§ Task
Edit the lines from the one containing "Where can the red" through the last line, changing "red star" to "white star" and leaving everything else as it is.

[Stored data]
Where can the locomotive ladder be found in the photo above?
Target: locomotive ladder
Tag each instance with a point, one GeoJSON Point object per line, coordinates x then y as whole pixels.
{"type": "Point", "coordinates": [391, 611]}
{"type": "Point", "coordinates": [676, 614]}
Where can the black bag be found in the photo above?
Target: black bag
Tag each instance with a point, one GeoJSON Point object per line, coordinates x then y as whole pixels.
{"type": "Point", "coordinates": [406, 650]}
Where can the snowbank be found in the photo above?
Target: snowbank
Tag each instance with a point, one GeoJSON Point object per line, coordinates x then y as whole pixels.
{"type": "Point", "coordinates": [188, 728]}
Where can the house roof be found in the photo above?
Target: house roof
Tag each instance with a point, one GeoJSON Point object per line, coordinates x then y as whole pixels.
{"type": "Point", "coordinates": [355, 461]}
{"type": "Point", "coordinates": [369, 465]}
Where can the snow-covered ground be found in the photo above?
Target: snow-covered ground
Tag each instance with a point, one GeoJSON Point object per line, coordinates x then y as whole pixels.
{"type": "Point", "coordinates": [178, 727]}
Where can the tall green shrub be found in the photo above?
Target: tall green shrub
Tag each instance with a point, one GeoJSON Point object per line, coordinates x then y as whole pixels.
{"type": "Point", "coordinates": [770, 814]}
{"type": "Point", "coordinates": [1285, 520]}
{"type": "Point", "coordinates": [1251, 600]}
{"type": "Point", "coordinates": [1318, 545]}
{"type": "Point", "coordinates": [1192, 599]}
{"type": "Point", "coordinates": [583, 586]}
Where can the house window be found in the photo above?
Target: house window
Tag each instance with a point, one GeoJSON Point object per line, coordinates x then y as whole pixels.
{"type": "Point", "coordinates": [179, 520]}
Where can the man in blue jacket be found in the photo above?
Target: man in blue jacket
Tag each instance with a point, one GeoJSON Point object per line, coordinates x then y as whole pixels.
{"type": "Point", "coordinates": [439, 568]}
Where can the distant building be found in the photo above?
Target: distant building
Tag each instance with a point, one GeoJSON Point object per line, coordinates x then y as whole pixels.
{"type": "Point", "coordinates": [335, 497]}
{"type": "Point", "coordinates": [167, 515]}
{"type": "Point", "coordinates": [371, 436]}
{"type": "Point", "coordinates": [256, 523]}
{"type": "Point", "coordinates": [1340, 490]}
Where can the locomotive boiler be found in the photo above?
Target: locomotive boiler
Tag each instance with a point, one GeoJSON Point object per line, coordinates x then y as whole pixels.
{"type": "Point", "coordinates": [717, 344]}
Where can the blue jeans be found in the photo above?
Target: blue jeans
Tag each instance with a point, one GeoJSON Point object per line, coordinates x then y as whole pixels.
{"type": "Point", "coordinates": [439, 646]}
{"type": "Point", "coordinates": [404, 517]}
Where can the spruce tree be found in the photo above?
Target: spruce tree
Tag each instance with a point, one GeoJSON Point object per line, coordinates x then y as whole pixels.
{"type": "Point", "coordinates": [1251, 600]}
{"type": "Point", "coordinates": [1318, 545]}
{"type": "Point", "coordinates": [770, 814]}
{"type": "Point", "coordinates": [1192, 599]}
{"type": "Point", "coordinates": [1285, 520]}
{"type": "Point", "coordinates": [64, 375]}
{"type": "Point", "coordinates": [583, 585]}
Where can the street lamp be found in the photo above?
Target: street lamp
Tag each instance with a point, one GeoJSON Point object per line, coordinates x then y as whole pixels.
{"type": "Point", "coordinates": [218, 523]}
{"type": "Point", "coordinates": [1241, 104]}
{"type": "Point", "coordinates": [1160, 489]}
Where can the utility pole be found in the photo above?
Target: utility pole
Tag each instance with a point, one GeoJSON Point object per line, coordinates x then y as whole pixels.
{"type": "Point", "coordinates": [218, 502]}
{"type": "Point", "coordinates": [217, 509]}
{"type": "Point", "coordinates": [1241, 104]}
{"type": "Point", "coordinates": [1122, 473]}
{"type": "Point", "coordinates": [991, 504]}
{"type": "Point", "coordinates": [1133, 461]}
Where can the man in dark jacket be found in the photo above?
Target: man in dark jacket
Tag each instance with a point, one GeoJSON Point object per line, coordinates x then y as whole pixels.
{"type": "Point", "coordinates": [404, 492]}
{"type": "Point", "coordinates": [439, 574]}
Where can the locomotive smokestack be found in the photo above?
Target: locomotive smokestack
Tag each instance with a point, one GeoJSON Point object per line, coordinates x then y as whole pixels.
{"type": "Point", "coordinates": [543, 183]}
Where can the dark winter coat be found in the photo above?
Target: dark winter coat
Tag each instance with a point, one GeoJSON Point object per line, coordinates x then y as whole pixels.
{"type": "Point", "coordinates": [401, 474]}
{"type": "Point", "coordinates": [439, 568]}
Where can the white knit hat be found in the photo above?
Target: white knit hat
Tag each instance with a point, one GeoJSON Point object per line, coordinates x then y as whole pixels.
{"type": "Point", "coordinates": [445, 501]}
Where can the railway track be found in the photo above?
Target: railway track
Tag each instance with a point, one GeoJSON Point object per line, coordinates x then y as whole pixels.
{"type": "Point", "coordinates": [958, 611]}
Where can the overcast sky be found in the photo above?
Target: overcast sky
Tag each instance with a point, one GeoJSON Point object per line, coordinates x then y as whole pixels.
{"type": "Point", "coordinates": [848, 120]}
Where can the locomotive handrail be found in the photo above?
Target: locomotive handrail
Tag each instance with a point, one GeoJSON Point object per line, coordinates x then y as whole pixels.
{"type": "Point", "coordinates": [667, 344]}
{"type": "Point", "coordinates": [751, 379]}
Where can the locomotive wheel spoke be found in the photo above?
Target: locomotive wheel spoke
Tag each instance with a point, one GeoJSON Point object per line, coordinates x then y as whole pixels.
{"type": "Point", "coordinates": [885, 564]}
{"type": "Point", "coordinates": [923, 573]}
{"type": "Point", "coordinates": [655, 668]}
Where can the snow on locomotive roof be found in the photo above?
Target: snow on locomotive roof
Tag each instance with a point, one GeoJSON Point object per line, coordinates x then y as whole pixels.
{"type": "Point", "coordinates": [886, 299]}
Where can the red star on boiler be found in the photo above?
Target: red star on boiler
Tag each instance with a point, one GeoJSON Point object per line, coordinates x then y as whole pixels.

§ Solution to the exercise
Where can the white star on boiler be found in the photo above?
Target: white star on boiler
Tag each instance with a point, one GeoJSON Point object per line, coordinates x then y as whole pixels.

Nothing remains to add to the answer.